Exercise goal:
Your answer should repeat the listing in full, with no line missing or altered.

── Material supplied ──

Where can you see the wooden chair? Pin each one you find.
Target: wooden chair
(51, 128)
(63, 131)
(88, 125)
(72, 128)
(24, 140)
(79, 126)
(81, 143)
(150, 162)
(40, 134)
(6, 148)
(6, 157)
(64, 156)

───

Written solution:
Where can you see the wooden chair? Pin each one you find.
Target: wooden chair
(51, 128)
(63, 131)
(88, 125)
(72, 128)
(24, 140)
(79, 126)
(81, 143)
(150, 162)
(40, 134)
(6, 148)
(6, 157)
(64, 156)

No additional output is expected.